**Task 1:**
Write out the part of the reminiscence about Ida between "We were in Peoria, Il." and "an LCMS congregation.", inclusive.
**Task 2:**
Render this sentence from the reminiscence about Ida in Spanish: "Her funeral service was later that week at a Wisconsin Synod congregation out in the country."
*** Excerpted text Section Begins ***
I was reading a passage from James Joyce novel Dubliners in which he wrote of snow falling on a cemetery. It made me think of Ida who had been a first-grade teacher at Immanuel School in Marshfield. She was Sarah’s teacher. It must have been about 1982 when she was diagnosed with cancer and had to resign her position.
She was a shy person who when it was her turn to lead staff devotions, she recorded them the night before and played her recording for us the next morning. Ida had never married.
We were in Peoria, Il. for a basketball tournament the weekend she died. We had left Marshfield’s high snow banks which had led some to put orange balls on their car antennas so they would be visible. The temperature rose into the 70’s in Peoria that weekend, which was a welcome two-day respite from winter in central Wisconsin.
When we learned of Ida’s death our group wanted to have our own Sunday morning service to remember her and her service to our school. Her funeral service was later that week at a Wisconsin Synod congregation out in the country. The pastor mentioned her service to their congregation, but never mentioned her work in an LCMS congregation.
As we drove away after the committal that afternoon, Sarah looked at Ida’s casket sitting out in the snow-covered cemetery. Our 6-year-old youngest said, “Won’t she get cold?’ I’m not sure what Becky and I answered, but I always remember Sarah’s question.
*** Excerpted text Section Ends ***
*** Extracted information Section Begins ***
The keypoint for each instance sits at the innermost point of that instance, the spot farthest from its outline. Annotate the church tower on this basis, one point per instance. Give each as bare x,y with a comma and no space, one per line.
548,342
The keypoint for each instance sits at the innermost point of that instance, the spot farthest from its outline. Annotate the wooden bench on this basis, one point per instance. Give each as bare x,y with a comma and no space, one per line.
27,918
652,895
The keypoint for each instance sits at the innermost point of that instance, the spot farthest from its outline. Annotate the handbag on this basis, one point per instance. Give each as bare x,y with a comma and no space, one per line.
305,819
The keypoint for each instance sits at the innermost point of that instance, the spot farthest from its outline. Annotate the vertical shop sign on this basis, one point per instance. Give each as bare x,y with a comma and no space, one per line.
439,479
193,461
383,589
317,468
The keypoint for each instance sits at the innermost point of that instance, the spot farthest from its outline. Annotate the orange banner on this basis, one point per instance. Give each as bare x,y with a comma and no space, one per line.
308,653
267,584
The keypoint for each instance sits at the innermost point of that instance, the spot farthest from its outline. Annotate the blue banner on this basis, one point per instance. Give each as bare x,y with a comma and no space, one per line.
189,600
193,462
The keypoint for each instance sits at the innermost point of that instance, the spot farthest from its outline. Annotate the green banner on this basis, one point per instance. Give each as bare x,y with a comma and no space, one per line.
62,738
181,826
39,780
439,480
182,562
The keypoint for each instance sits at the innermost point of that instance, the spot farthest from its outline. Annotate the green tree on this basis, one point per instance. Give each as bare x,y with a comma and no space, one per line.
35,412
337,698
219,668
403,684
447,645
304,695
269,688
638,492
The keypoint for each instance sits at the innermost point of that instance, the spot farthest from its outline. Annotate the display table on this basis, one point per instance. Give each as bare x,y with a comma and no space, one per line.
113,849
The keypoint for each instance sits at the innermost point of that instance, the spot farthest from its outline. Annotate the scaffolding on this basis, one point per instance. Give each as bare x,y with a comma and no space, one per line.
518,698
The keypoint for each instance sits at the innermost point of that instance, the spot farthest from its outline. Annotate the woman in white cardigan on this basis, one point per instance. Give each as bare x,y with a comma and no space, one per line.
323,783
*** Extracted information Section Ends ***
**Written response 1:**
We were in Peoria, Il. for a basketball tournament the weekend she died. We had left Marshfield’s high snow banks which had led some to put orange balls on their car antennas so they would be visible. The temperature rose into the 70’s in Peoria that weekend, which was a welcome two-day respite from winter in central Wisconsin.
When we learned of Ida’s death our group wanted to have our own Sunday morning service to remember her and her service to our school. Her funeral service was later that week at a Wisconsin Synod congregation out in the country. The pastor mentioned her service to their congregation, but never mentioned her work in an LCMS congregation.

**Written response 2:**
Su funeral se celebró más tarde esa semana en una congregación del Sínodo de Wisconsin en el campo.